DATA FOR THE TASK:
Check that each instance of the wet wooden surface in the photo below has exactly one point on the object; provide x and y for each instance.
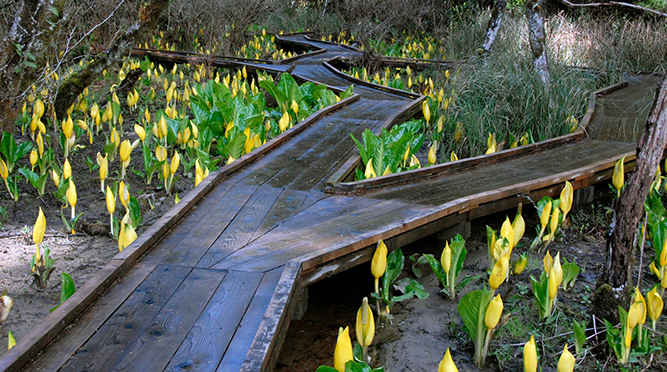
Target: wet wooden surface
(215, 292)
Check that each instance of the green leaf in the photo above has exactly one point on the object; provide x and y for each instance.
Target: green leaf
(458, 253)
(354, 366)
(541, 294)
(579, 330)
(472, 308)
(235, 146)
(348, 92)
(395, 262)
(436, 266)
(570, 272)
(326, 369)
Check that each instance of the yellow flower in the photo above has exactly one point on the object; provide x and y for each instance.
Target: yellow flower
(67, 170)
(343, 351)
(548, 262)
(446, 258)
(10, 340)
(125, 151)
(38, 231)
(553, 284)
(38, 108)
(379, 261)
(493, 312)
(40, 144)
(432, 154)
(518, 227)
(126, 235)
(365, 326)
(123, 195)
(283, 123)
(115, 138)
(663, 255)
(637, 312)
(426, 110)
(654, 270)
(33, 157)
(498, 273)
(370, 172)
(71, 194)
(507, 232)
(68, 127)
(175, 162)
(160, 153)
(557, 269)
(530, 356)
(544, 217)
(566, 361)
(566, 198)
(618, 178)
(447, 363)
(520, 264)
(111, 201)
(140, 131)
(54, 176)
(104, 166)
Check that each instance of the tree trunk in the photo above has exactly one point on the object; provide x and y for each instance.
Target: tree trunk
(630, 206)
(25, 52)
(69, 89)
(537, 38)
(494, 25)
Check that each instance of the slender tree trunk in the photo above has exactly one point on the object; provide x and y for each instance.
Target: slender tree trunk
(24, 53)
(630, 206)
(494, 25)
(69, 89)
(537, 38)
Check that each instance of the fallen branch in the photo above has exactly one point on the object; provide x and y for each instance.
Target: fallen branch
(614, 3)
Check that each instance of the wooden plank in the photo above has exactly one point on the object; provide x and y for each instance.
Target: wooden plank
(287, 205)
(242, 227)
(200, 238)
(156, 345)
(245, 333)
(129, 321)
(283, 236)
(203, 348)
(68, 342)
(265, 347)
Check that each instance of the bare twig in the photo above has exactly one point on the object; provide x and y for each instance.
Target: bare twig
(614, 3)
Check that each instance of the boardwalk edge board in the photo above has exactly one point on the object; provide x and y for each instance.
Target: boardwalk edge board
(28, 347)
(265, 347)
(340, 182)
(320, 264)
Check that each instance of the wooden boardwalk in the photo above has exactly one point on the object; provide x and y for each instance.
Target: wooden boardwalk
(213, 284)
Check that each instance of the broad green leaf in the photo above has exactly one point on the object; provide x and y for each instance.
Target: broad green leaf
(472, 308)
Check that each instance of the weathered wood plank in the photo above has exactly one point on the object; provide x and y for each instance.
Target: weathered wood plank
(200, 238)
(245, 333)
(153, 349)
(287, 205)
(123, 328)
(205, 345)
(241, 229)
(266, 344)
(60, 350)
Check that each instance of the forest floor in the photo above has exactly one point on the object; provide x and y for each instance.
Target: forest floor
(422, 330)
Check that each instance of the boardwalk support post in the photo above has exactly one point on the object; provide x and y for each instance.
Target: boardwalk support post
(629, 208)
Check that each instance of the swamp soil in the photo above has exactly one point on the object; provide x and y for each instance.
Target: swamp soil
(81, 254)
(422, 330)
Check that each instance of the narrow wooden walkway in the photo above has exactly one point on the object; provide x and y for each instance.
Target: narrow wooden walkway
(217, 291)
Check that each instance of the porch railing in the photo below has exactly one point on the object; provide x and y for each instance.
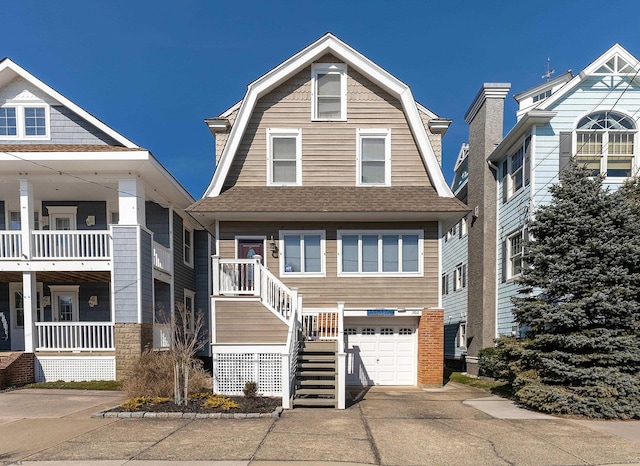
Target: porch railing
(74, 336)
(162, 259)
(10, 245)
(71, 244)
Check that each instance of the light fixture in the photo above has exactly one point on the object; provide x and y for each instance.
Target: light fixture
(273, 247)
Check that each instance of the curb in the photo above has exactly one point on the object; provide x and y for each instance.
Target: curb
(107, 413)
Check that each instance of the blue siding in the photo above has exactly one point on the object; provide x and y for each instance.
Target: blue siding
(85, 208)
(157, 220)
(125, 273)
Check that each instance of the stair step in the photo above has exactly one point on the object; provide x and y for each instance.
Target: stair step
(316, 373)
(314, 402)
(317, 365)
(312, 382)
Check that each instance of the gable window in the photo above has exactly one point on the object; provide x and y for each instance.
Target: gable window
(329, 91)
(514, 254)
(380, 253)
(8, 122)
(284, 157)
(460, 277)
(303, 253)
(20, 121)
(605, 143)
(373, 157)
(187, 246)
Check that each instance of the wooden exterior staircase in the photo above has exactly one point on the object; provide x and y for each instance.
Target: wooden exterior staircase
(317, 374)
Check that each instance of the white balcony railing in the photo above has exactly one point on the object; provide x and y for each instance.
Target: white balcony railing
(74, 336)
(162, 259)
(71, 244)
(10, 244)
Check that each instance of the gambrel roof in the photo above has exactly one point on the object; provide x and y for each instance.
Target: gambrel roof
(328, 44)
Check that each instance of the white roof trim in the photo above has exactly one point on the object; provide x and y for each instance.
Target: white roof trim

YOUR GOAL:
Using the records above, copy exactly and only the lines from the line with "Check that each instance of the swamp" through the end, both included; leave every picture out.

WRITTEN RESPONSE:
Check that each instance of the swamp soil in the photo above has exactly one point on the object; provide x and y for each instance.
Target: swamp soil
(81, 254)
(422, 330)
Check that each instance of the narrow wooden walkway in the photo above has exactly one point on the object; provide x and y for each instance.
Target: narrow wooden walkway
(217, 291)
Check that each instance of the porch railing in the photo below has exactly one point on the object; provide x and y for each instance.
Target: porch railing
(74, 336)
(162, 259)
(10, 245)
(71, 244)
Check that each instance of the light fixture in the photo above has exactly one point on the object; provide x and y for each instance.
Target: light fixture
(273, 247)
Check that each instance of the curb in the photo above has exactly one point on the object; provide x and y for each instance.
Target: curb
(107, 413)
Check that each instance of the blue siding in the photo above has exactly one point on the object; provide x and y for each instance.
Target: blue siding
(85, 208)
(157, 220)
(125, 273)
Check that each instance of the stair step in the photo above has exactly one point on the object; provide x and y for each instance.
Target: stair step
(316, 373)
(314, 402)
(317, 365)
(312, 382)
Check that each instance of the gable window in the photo above has exactly one point on the object; provide x and y for each instance.
Target: gable window
(329, 91)
(514, 254)
(380, 253)
(8, 122)
(284, 157)
(460, 277)
(303, 253)
(20, 121)
(605, 143)
(373, 157)
(187, 246)
Check that each instance of the wooden exterior staircase in the photo above has exactly one point on the object; provide x and y for each instance.
Target: wooden exterior staircase
(317, 374)
Check that each instance of the white balcony railing in the photo above has exactly one point on the object; provide x and y for each instance.
Target: white balcony railing
(74, 336)
(162, 259)
(71, 244)
(10, 244)
Check that each instance of the gambrel roof in the photo above has exactly one point on the object; provide x and y for each instance.
Target: gambrel roof
(328, 44)
Check that each instance of the white roof trim in the photo above has exactly one point on the object; provide x and y for each instance.
Target: white roof trim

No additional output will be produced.